** BEGIN Quoted passage **
Phil: Yeah, on the one hand, we have the Risky Business scenario, that has the really neat premise of having Green Goblin swap out for his evil alter ego periodically throughout the scenario, making him an elusive target to deal damage to, all while dishing out a substantial amount of damage.
Luke: Sure, but from what I’ve seen on the forums, as well as my personal experience, this may be the easiest villain to defeat yet. Players have so much control over when they take damage, when Norman turns into Green Goblin, and so on. Lots of the cards in his deck are sensitive to which form he’s in, making them whiff as often as they hit, and with not much ompf to speak of.
Phil: Well, if you want hard, Mutagen Formula will give you a run for your money, packed with minions and side schemes that will make the hairs on the back of your neck stand on end. I’d say this one’s on par with Ultron in terms of the scope of what you’ll be facing. We’ve never had more fun being brutally crushed by a scenario.
** END Quoted passage **
> _Brief 1_: Translate this sentence from the scenario discussion into Spanish: "We’ve never had more fun being brutally crushed by a scenario."
The scenario discussion and the records are unrelated pieces of material.
** BEGIN Given data **
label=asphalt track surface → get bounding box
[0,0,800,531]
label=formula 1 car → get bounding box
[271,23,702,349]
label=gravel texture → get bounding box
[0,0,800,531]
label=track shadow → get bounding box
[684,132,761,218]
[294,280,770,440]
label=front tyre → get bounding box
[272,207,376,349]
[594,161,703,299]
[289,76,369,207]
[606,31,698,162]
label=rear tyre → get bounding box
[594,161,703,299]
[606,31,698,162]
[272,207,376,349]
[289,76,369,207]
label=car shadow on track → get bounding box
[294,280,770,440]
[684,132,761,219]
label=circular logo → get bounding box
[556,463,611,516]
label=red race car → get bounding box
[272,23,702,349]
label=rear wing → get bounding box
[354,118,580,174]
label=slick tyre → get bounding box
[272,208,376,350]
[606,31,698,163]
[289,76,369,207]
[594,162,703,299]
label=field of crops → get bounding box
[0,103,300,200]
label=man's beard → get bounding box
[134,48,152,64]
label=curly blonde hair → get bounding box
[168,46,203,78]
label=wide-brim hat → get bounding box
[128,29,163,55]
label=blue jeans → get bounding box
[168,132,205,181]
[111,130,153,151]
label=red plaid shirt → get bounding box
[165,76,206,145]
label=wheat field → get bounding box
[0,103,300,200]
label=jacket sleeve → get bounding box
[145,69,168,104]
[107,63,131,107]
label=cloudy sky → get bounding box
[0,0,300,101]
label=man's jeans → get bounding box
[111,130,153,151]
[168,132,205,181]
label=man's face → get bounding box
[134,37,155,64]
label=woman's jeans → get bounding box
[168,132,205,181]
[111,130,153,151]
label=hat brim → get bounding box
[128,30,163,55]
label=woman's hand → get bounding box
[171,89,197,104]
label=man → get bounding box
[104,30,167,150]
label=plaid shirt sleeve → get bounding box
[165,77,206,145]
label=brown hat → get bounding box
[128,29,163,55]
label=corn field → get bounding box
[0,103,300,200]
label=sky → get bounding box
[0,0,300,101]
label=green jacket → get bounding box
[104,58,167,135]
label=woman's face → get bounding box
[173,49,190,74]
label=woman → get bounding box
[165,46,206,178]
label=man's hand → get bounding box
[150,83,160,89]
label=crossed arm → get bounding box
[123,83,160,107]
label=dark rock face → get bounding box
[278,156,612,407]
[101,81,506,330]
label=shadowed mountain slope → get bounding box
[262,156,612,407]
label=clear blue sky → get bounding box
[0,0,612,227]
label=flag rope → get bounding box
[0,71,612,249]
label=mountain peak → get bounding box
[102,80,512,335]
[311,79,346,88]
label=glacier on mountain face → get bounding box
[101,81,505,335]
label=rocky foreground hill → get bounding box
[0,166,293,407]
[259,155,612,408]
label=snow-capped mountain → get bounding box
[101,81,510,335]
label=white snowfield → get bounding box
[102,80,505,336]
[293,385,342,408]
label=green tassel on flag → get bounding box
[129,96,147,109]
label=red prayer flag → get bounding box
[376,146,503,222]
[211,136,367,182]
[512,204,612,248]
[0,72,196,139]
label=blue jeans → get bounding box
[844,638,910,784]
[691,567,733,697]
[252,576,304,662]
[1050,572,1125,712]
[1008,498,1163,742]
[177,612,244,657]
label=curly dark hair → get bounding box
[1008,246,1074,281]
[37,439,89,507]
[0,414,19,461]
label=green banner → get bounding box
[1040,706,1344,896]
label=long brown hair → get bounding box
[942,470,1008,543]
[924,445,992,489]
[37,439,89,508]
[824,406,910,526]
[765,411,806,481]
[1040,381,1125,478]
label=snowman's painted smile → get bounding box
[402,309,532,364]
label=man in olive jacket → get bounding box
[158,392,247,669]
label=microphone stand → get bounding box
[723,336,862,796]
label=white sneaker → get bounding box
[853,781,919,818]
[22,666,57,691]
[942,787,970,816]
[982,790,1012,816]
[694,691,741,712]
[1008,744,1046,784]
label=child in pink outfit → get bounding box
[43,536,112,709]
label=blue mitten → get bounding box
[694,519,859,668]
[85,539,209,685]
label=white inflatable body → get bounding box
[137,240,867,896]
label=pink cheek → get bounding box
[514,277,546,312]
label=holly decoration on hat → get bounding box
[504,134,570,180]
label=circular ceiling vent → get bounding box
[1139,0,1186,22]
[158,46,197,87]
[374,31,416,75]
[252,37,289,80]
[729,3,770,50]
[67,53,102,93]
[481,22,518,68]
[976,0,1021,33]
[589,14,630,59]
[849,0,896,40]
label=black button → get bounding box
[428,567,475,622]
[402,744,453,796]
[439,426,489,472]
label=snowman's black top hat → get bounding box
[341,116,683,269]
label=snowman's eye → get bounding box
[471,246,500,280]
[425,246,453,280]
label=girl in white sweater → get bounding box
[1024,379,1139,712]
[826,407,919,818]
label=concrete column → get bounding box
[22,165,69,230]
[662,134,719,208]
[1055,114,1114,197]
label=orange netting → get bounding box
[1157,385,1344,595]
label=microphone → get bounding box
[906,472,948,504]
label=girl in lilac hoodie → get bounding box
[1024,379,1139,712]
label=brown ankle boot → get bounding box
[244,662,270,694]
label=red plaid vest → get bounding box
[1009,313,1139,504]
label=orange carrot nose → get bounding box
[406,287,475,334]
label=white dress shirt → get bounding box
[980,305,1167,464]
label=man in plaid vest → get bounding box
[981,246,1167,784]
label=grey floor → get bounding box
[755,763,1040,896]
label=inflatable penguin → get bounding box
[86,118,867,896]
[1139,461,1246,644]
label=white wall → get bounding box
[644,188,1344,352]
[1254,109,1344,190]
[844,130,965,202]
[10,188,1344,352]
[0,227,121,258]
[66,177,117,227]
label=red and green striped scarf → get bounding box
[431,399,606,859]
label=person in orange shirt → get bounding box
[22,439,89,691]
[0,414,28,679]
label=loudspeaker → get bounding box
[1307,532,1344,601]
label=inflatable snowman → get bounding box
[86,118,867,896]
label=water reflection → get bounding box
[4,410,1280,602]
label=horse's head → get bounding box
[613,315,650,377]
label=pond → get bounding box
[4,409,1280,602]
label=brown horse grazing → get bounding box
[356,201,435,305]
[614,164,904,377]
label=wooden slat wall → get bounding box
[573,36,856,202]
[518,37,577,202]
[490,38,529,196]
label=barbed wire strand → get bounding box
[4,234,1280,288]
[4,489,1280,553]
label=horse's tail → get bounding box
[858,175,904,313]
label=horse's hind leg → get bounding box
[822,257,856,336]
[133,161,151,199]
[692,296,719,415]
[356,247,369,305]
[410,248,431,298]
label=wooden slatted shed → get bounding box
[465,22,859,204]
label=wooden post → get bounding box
** END Given data **
> _Brief 2_: Please duplicate the lines of the records, starting with the line with "label=flag rope → get bounding box" and going on through the line with "[723,336,862,796]", both of those lines included.

> _Task response 1_: Nunca nos habíamos divertido tanto siendo aplastados brutalmente por un escenario.

> _Task response 2_:
label=flag rope → get bounding box
[0,71,612,249]
label=mountain peak → get bounding box
[102,80,512,335]
[311,79,346,88]
label=glacier on mountain face → get bounding box
[101,81,505,335]
label=rocky foreground hill → get bounding box
[0,166,293,407]
[259,155,612,408]
label=snow-capped mountain → get bounding box
[101,81,510,335]
label=white snowfield → get bounding box
[102,80,505,336]
[293,385,342,408]
label=green tassel on flag → get bounding box
[129,96,147,109]
label=red prayer flag → get bounding box
[376,146,503,222]
[211,136,367,182]
[512,204,612,248]
[0,72,196,139]
label=blue jeans → get bounding box
[844,638,910,784]
[691,567,733,697]
[252,576,304,662]
[1050,572,1125,712]
[1008,498,1163,742]
[177,612,244,657]
label=curly dark hair → get bounding box
[1008,246,1074,281]
[37,439,89,507]
[0,414,19,461]
label=green banner → get bounding box
[1040,706,1344,896]
label=long brown hair → get bounding box
[942,470,1008,543]
[924,445,992,489]
[37,439,89,508]
[824,406,910,526]
[765,411,806,481]
[1040,381,1125,478]
label=snowman's painted smile → get bounding box
[402,309,532,364]
label=man in olive jacket → get bounding box
[158,392,247,669]
label=microphone stand → get bounding box
[723,336,862,796]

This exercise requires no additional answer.